Exact copy, no pictures: restate each entry below word for word.

:: Dataset records

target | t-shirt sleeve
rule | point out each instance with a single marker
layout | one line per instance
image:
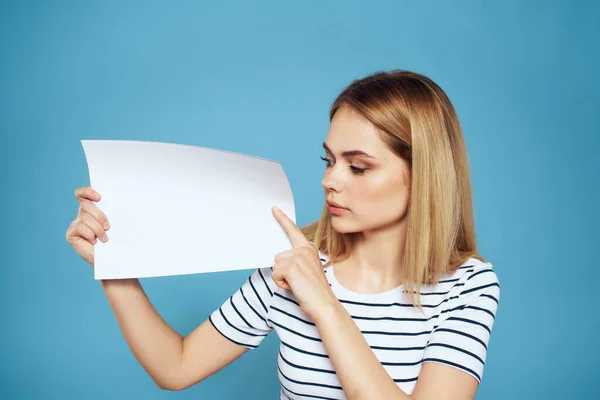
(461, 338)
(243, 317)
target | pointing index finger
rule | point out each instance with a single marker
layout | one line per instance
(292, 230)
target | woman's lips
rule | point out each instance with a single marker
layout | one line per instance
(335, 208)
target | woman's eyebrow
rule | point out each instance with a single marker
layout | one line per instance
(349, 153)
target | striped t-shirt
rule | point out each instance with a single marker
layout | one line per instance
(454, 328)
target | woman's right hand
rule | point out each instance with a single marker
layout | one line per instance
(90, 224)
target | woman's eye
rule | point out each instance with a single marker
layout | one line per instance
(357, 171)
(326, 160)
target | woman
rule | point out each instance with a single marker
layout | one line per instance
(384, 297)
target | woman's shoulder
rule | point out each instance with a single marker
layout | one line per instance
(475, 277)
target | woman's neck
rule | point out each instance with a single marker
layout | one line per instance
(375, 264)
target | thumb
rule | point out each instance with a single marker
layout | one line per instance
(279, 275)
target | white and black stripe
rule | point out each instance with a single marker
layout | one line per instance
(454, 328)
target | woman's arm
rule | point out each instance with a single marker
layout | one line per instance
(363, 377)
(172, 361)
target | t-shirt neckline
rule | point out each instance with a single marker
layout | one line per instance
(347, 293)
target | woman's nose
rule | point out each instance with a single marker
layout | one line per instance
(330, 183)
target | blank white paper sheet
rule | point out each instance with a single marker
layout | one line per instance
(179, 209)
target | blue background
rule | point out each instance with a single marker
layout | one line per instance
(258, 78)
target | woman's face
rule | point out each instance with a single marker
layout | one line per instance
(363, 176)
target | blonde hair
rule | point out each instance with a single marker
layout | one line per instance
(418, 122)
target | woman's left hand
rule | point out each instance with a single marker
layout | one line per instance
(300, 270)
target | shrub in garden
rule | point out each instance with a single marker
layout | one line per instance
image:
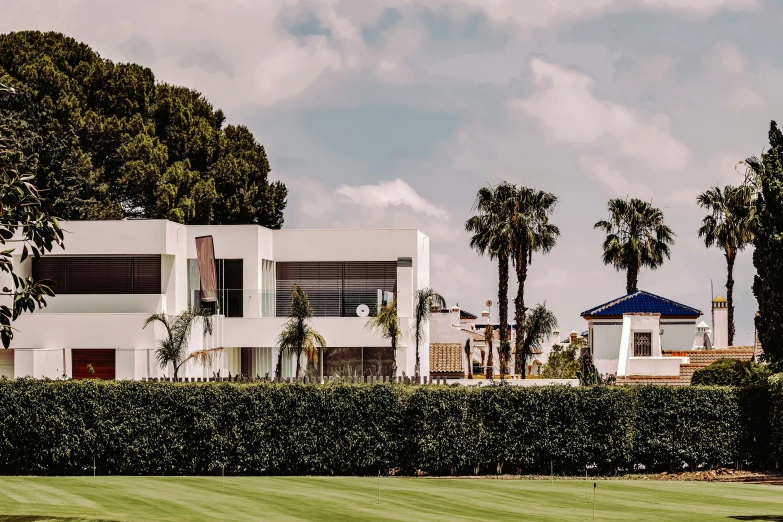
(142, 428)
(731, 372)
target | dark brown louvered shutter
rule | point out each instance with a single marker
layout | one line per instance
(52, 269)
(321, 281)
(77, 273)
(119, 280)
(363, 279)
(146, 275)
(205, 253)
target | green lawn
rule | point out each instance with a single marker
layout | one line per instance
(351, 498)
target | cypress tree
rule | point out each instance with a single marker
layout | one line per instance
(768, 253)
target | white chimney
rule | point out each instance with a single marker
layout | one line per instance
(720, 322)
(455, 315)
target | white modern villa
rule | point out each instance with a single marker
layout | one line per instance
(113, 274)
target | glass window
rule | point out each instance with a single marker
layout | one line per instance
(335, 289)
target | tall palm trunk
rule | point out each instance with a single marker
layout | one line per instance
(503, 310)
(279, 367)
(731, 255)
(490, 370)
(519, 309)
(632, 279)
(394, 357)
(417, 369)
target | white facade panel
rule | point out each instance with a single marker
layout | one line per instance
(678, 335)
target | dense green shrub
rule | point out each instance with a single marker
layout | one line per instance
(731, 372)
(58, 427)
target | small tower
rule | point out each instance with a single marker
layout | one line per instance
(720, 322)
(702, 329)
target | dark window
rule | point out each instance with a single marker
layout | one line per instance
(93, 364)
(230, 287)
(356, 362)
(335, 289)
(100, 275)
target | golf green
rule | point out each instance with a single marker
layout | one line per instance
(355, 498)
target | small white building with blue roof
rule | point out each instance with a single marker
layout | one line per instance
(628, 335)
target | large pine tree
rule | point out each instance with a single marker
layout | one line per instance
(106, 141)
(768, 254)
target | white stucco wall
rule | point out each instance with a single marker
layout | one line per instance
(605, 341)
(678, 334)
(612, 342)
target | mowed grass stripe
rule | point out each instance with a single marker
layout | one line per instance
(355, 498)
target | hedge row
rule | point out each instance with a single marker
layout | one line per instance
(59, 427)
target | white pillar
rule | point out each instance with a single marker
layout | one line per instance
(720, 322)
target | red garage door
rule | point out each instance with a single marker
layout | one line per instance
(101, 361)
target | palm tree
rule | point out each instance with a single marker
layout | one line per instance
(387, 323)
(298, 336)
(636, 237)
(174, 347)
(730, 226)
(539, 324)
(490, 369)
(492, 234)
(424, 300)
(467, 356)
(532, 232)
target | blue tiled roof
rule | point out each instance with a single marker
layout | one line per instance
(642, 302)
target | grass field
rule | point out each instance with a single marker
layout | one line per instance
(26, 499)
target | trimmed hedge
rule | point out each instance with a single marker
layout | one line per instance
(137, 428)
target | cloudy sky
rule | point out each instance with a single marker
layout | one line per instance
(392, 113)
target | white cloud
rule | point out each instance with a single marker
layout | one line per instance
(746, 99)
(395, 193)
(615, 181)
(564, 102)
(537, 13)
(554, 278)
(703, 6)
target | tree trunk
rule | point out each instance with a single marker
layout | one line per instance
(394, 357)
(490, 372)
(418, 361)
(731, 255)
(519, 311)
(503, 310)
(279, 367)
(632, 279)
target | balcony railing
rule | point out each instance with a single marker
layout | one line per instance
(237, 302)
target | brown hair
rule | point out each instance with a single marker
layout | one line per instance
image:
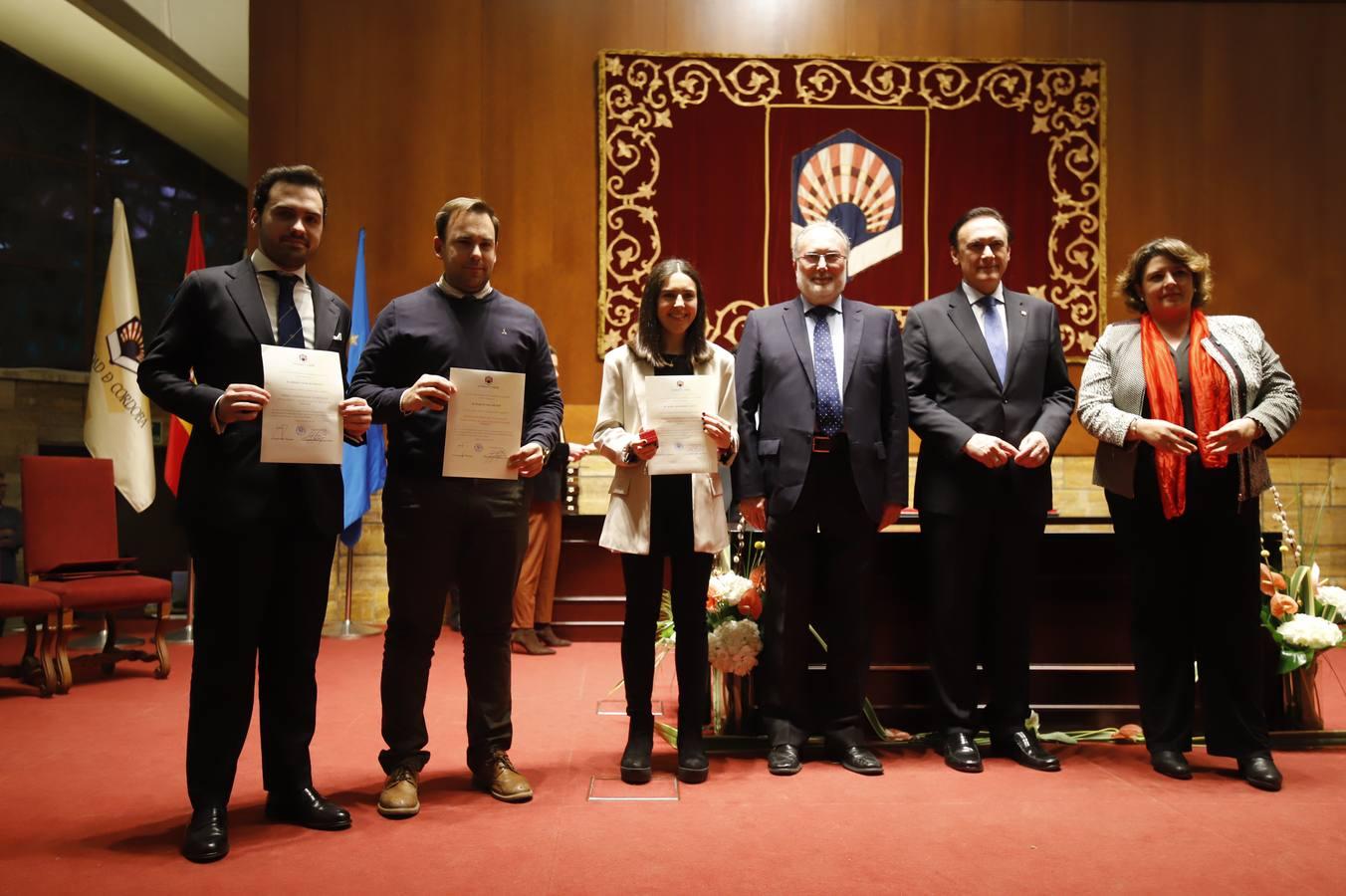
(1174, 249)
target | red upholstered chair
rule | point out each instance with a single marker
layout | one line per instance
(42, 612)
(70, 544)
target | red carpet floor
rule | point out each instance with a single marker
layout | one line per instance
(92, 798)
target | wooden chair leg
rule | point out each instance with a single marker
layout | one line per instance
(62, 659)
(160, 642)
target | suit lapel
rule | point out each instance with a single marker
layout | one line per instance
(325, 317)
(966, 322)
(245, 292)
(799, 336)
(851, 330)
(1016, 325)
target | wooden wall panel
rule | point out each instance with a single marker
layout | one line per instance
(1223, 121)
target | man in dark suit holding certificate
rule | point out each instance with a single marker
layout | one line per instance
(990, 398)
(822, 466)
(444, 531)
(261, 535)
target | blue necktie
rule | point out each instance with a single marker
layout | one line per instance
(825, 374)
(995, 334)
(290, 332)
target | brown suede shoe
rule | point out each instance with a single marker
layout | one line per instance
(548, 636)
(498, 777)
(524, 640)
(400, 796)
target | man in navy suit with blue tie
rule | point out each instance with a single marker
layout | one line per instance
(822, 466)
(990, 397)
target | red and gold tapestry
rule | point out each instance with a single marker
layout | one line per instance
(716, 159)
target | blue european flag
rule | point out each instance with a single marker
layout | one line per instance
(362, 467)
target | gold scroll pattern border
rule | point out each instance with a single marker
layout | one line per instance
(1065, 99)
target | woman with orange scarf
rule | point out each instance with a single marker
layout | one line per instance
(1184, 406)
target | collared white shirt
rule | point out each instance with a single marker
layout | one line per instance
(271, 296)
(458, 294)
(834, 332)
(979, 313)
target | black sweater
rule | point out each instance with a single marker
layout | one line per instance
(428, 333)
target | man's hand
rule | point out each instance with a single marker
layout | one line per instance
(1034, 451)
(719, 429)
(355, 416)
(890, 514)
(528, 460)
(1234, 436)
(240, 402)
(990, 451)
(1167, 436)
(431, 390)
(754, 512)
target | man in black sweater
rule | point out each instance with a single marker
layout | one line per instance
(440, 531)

::::

_Answer to this task_:
target | t-shirt sleeve
rule | point out each instance with a single marker
layout | one line per instance
image:
(461, 338)
(243, 317)
target | pointing index finger
rule | point out each instance with a single marker
layout | one line per instance
(292, 230)
target | woman's lips
rule | point out each instance with a single marker
layout | one line per instance
(335, 208)
target | woman's eyebrow
rule | point out each instance with a single marker
layout | one line per instance
(349, 153)
target | striped t-shirt
rule | point out each instance with a single marker
layout | one line per instance
(454, 328)
target | woman's right hand
rule | point out each instance with a single marker
layout | one line per instance
(90, 224)
target | woman's eye
rule | point out each instance with a single marker
layout | one line per instance
(357, 171)
(326, 160)
target | woman
rule | point out each instance with a single marker
layout | one line per instance
(384, 297)
target | woman's shoulder
rule | point out each instance with a single marker
layout | one line per instance
(475, 277)
target | woman's neck
rule | point out each instance with a single marker
layout | one line per instance
(375, 264)
target | thumb
rule | point out each instance with a single marker
layout | one line per instance
(279, 275)
target | white and black stripe
rule | point out each instance with a single marker
layout | one line per instance
(454, 328)
target | woman's arm
rule | point out each instance with a single marker
layout | one line per instance
(363, 377)
(172, 361)
target | t-shirt neckline
rule | point out each instance with a single marker
layout | one line per instance
(347, 293)
target | woman's nose
rule | point out each instance with a single marker
layout | one line per instance
(330, 183)
target | blank white paper sheet
rule | point out each instance with a single marker
layout | one line per instance
(179, 209)
target | blue background
rule | point out each instance with a single marker
layout | one line per instance
(258, 78)
target | woman's face
rule | point out each instance with a single marker
layout | one line per instance
(363, 176)
target | blonde hair
rule | point out each instance with a single marker
layout | one line per instance
(418, 122)
target | woman's left hand
rule | point out each instance with a single marker
layout | one line per instance
(300, 270)
target | shrub in garden
rule | point out each instance with a single marker
layout | one line per instance
image:
(142, 428)
(731, 372)
target | dark brown louvered shutter
rule | point out each instance with a single marker
layout | one line per instance
(52, 269)
(321, 281)
(77, 273)
(119, 280)
(363, 279)
(146, 275)
(205, 253)
target | green lawn
rule | point out each instance with a single marker
layout | one line per instance
(351, 498)
target | cypress tree
rule | point out each instance with a single marker
layout | one line per instance
(768, 253)
target | white chimney
rule | point out each instance with a single marker
layout | one line per instance
(720, 322)
(455, 315)
target | white modern villa
rule | point out each instance with a single marker
layout | one line per instance
(113, 274)
target | glass window
rule | point out each instance with a single marker
layout | one line per instance
(335, 289)
target | tall palm trunk
rule | point out each instance with a single marker
layout | one line per instance
(503, 310)
(279, 367)
(731, 255)
(490, 370)
(519, 309)
(632, 279)
(394, 357)
(417, 369)
target | white facade panel
rule | point out each instance with a single marker
layout | one line per instance
(678, 335)
target | dense green shrub
rule | point out each instance with a single marker
layout | one line per instance
(731, 372)
(58, 427)
target | small tower
rule | point out each instance with a single marker
layout | one line per instance
(720, 322)
(702, 329)
target | dark window
rule | point out each instance with a single marker
layout | one line per instance
(93, 364)
(230, 287)
(356, 362)
(335, 289)
(100, 275)
target | golf green
rule | point out each instance with a single marker
layout | one line per instance
(355, 498)
target | small white building with blue roof
rule | point out each instance with a single marker
layout | one line per instance
(628, 335)
target | large pine tree
rule | point out each instance with a single marker
layout | one line per instance
(106, 141)
(768, 254)
target | white stucco wall
rule | point out each instance with a single marker
layout | one line per instance
(605, 341)
(678, 334)
(612, 342)
target | mowed grass stripe
rule | point out each instance with a single marker
layout | one line per instance
(355, 498)
target | hedge row
rule | point out each instance with a single marker
layout | one line per instance
(59, 427)
target | white pillar
rule | point out each instance with a single marker
layout | one line per instance
(720, 322)
target | red garage door
rule | point out each instance with a single marker
layout | one line per instance
(101, 361)
target | palm tree
rule | point out each instance with a single marker
layout | one line per instance
(387, 323)
(298, 336)
(636, 237)
(174, 347)
(730, 226)
(539, 324)
(490, 369)
(492, 234)
(424, 300)
(467, 356)
(532, 232)
target | blue tiled roof
rule | point out each instance with a single marker
layout | one line per instance
(642, 302)
target | grass field
rule | point out each instance with a single marker
layout | one line per instance
(26, 499)
target | trimmed hedge
rule | point out each instance with a single marker
layout | one line per instance
(137, 428)
target | cloudy sky
rule | point out each instance with a single marker
layout | one line per instance
(392, 113)
target | white cloud
rule | point out each instance with a single marker
layout | one line per instance
(746, 99)
(395, 193)
(615, 181)
(564, 102)
(537, 13)
(554, 278)
(703, 6)
target | tree trunk
rule | point out each instance with a single marker
layout | one line per instance
(394, 357)
(490, 372)
(418, 361)
(731, 255)
(519, 311)
(503, 310)
(279, 367)
(632, 279)
target | balcony railing
rule | point out each instance with a single marker
layout | one line per instance
(237, 302)
target | brown hair
rule | point out each instance with a single marker
layout | one line per instance
image:
(1174, 249)
target | red upholstered chair
rule | point out each instance with a single marker
layout | one line per instance
(42, 612)
(70, 544)
target | red carpet floor
rule | point out each instance with a single marker
layout | one line per instance
(92, 798)
target | wooden chair leg
rule | point out each instance with a single marker
layout | one line per instance
(62, 659)
(160, 642)
target | suit lapel
rule | point out each instance with a single marker
layout | one line per instance
(325, 317)
(966, 322)
(245, 292)
(799, 336)
(851, 330)
(1016, 325)
target | wooden wall panel
rule | point out each instance with a single marker
layout | one line per instance
(1223, 121)
target | man in dark suit holding certificate
rule | point out each instance with a single marker
layout | one line per instance
(990, 398)
(822, 466)
(444, 531)
(261, 535)
target | blue necktie
rule | point out each instance with a single marker
layout | one line per instance
(825, 374)
(995, 334)
(290, 332)
target | brown suede shoe
rule | point out each instance with a single marker
layout | one line per instance
(548, 636)
(498, 777)
(524, 640)
(400, 796)
target | man in navy suit with blue tie
rule | point out each instance with a single marker
layout | one line per instance
(822, 466)
(990, 397)
target | red and gold tapestry
rule | point out each instance with a single marker
layout | one line per instance
(716, 159)
target | blue european flag
rule | point out each instance with a single marker
layout | one line per instance
(362, 467)
target | gold scroll pattern border
rule | point out each instance with a single marker
layout | one line per instance
(1065, 99)
target | woman with orange scarf
rule | point out each instance with a single marker
layout | one line per instance
(1184, 406)
target | collared white shirt
rule | point out each instance with a single marker
layout | one line per instance
(271, 296)
(458, 294)
(834, 332)
(979, 313)
target | black sweater
rule | point out each instance with a single marker
layout | one line per instance
(428, 333)
target | man's hand
rule | point out each instance with a single marker
layout | one line per instance
(1034, 451)
(719, 429)
(355, 416)
(890, 514)
(528, 460)
(1234, 436)
(240, 402)
(990, 451)
(1167, 436)
(431, 390)
(754, 512)
target | man in black sweater
rule | point out each instance with a single marker
layout | one line per instance
(440, 531)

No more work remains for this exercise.